### [WORK TO BE COMPLETED]
In your copy of the listing below, reproduce each word exactly and include no pictures.

### [DATA FOR PROCESSING]
+--
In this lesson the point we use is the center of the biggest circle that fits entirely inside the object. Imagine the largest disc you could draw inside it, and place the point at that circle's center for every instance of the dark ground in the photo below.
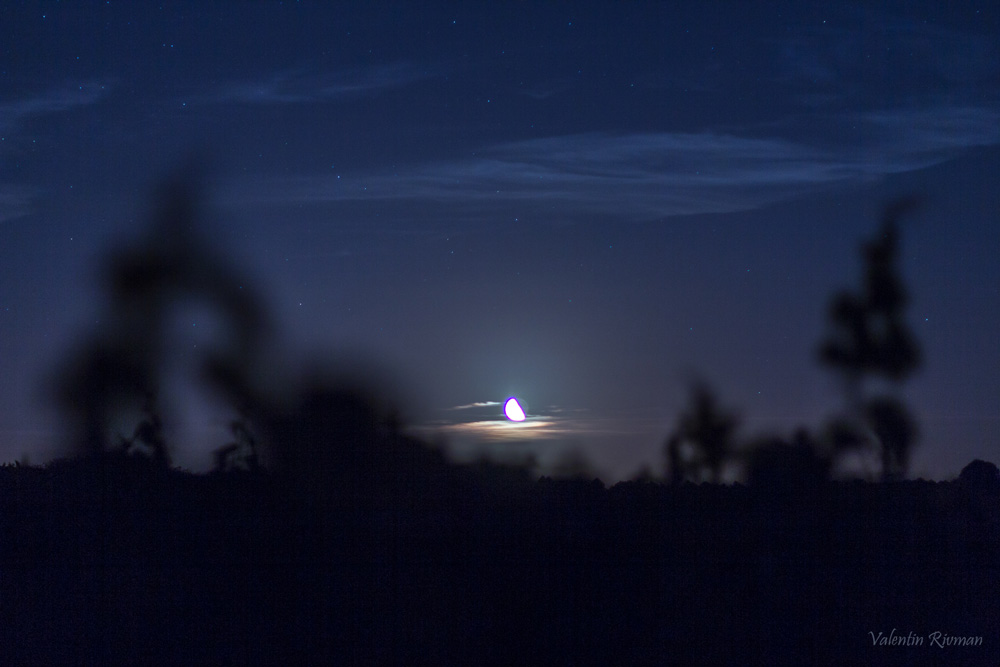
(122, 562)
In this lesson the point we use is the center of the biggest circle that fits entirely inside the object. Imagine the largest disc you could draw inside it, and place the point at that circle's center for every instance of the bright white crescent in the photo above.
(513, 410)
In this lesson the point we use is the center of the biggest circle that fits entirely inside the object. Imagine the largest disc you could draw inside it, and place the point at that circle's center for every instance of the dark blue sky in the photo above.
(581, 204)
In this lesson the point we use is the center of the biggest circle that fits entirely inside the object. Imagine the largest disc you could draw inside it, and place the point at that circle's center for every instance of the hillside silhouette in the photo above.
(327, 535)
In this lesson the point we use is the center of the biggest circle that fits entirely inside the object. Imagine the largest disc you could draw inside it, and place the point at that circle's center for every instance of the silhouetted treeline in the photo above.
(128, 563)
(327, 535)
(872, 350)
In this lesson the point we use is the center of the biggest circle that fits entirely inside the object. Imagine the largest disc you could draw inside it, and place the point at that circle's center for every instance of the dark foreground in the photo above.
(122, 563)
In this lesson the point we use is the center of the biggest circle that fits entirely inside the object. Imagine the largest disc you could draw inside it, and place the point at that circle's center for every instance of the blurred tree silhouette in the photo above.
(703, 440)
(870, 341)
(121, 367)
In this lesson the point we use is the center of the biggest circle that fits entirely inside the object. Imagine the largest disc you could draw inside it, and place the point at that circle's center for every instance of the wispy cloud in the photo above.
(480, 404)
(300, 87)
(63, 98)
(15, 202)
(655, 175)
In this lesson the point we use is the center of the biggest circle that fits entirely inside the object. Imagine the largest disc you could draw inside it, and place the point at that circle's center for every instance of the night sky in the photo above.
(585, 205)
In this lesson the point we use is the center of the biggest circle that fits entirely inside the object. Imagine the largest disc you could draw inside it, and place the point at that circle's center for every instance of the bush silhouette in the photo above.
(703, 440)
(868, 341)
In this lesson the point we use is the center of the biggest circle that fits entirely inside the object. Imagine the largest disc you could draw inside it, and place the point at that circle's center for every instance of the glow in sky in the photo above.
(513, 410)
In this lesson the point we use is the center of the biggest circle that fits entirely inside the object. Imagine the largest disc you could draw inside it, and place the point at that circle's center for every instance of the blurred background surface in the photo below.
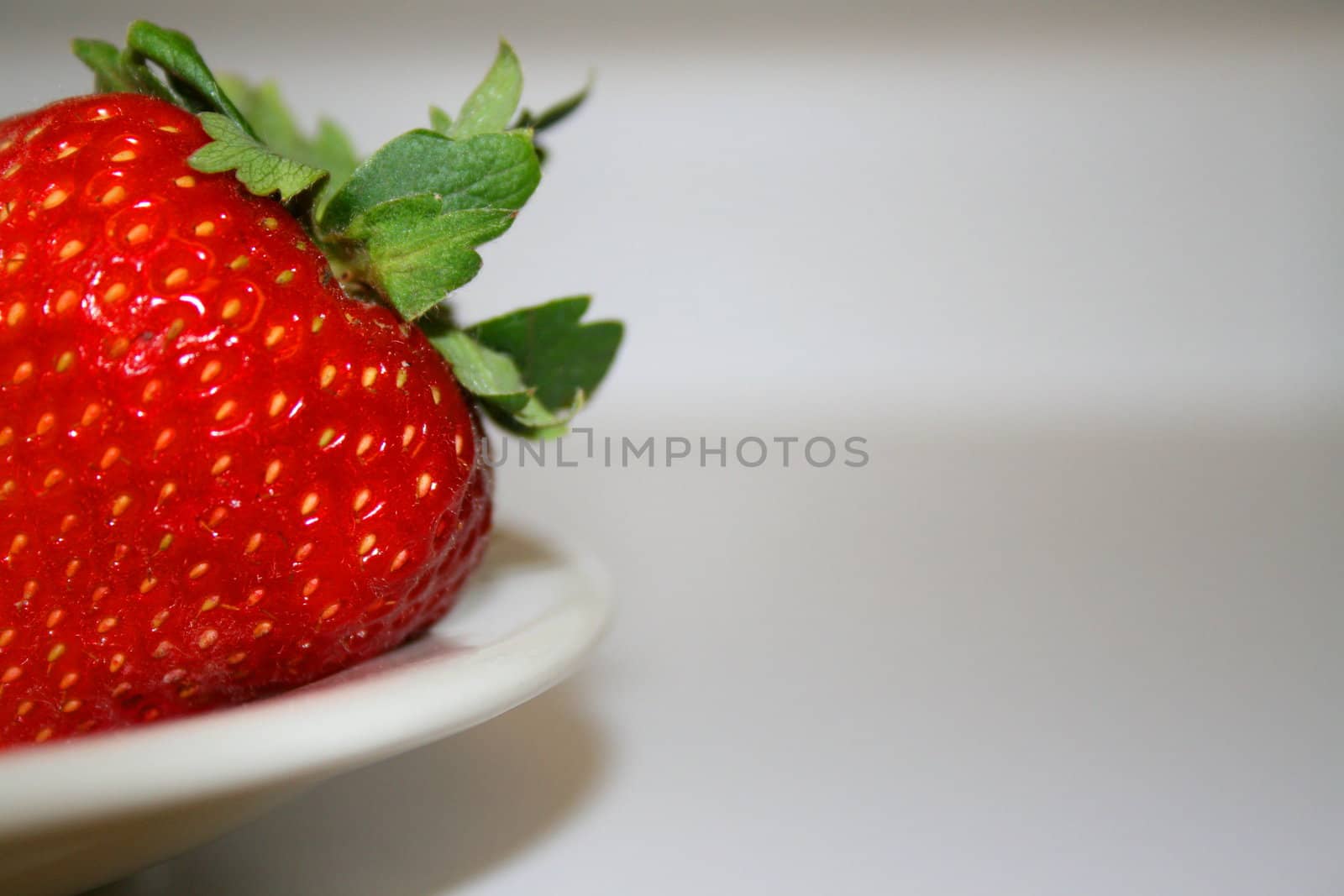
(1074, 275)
+--
### [ANSWER TO THIS EXERCISE]
In this lesson the point we use is the center of the biggest circle that fits entirely inside the object. Imagine the largest disc you could draw inside it, and place the point at that circle's center for every instance of the dark ground in the photo below.
(122, 562)
In this lesson the point we use is the center of the biggest circle that fits entirely inside the object. Imagine the largest disc you could draw inside it, and place the point at that circle's center for every instance of the bright white crescent in the photo above.
(513, 410)
In this lesson the point we use is the center of the biggest circle that fits entirely inside the object. Imagine the largest disc you could draw inside it, and place the point at that circle's center for every instance of the dark blue sky in the photo above.
(581, 204)
In this lesson the point we use is the center of the biggest circle that fits entirely inside the object. Imagine the largest disc you could draw inside it, and place the point at that circle's center for every instance of the hillside silhouette in the photo above.
(327, 535)
In this lesson the point we use is the center of the biggest circle that fits entirely inside the object. Imagine the largest disc you could draw inside it, and place the point at that circle's center for every instance of the silhouetted treeline in the photo above.
(128, 563)
(327, 535)
(872, 350)
In this lesson the point we use is the center of the biggest circle that fits entirely inside the object. Imagine the largest disc you could draw inside it, and place the point at that circle's center for every instance of the dark foreground in the photo above.
(122, 563)
In this lesson the point we use is the center of the biggest circle that fits entirely inside the object. Imagine the largest disc you could draw inside it, and place the point at that circle's center for every instance of the blurred tree silhouette in the photo above.
(703, 440)
(870, 341)
(121, 367)
In this lesson the point we use is the center of the biggest circle that fits entirely inside the object. Imagine the largest disc you could draw inside it, and place the point at that circle's center for every instance of the wispy cloud in the photo above.
(480, 404)
(300, 87)
(63, 98)
(15, 202)
(655, 175)
In this lesson the point we use is the center of the biggest circle that fits entirely inside the object. Imagine the largest disc you could draw inside it, and place the point at that circle's center for every instance of the night sky in the photo above.
(585, 205)
In this lesson the point we use is the center of the biggest circle that fits entirely inside the object. Imagine the largest disc you could draw inside it, and place the point at that circle's center for every instance of the bush silhouette in the photo above.
(703, 440)
(868, 341)
In this lesson the point we use is the center of the biggest circle that fits entirely inside the object. Imagine the largest disc you could draw inside it, and place the point at that circle's center for every instance of the glow in sky in the photo above.
(513, 410)
In this lesson the point we use is the center of the biggest circle that fits entirely inside the object. Imagine the largest disc you could draw inside it, and place the point at that circle's center for every instance of the blurred background surface in the photo below.
(1074, 275)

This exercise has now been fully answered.